Data for the task →
%%

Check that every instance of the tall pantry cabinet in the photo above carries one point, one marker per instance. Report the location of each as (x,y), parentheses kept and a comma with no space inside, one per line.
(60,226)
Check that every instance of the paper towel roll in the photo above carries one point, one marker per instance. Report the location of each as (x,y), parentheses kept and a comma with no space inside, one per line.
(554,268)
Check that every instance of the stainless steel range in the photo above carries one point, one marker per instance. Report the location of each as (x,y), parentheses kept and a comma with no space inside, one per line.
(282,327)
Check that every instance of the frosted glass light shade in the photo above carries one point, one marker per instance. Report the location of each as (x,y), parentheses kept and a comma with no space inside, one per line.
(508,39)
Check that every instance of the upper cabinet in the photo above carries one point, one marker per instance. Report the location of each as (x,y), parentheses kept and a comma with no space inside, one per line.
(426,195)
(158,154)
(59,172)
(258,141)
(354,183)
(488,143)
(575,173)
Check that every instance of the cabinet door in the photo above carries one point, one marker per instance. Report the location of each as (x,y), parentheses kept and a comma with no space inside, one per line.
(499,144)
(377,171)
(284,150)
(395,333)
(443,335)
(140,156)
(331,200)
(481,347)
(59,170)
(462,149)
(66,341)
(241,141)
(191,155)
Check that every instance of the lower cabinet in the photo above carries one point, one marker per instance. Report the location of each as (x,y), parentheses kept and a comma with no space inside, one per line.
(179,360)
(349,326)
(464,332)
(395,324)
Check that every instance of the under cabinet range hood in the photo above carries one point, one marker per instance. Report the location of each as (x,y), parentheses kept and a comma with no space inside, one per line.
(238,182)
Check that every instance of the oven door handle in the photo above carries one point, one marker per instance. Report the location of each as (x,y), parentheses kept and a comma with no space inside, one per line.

%%
%%

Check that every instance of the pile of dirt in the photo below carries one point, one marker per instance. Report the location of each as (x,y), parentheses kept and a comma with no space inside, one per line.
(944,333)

%%

Work instructions → Only one stretch of the data above is needed. Restate it word for word, from the line containing "Check that every instance of the upper" through the line containing "Check that every instance of the oven", both ends included.

Result of this task →
Check that every instance of the upper cabinet in the photo above carries one point, one marker per instance. Report the location of each as (x,y), parentheses kept and a comma with no space inside, one per line.
(426,195)
(158,154)
(59,172)
(258,141)
(354,183)
(488,143)
(575,173)
Check that every instance of the cabinet door in the photo above carries one point, one marker per instance. Report the location of each as (x,y), parentheses kept and a comma with no space inside, one per line.
(499,144)
(377,171)
(284,150)
(395,333)
(443,335)
(140,156)
(331,200)
(481,347)
(59,170)
(462,149)
(66,341)
(241,141)
(191,155)
Check that every instance of the lower cabinet in the photo above carries one point, one marker per instance. Report the location of each as (x,y), parentheses kept and a comma with no space inside, one per line.
(179,360)
(349,326)
(464,332)
(395,324)
Check that every instance of the under cabinet range hood in the photo above carries one point, one marker per instance. Report the location of each as (x,y), parentheses kept and a comma with no space inside, one per line.
(238,182)
Check that every instance of the oven door handle in the photo above carries one point, one marker per instance. Report the location of each as (x,y), parentheses kept and a comma with no space inside, one per line.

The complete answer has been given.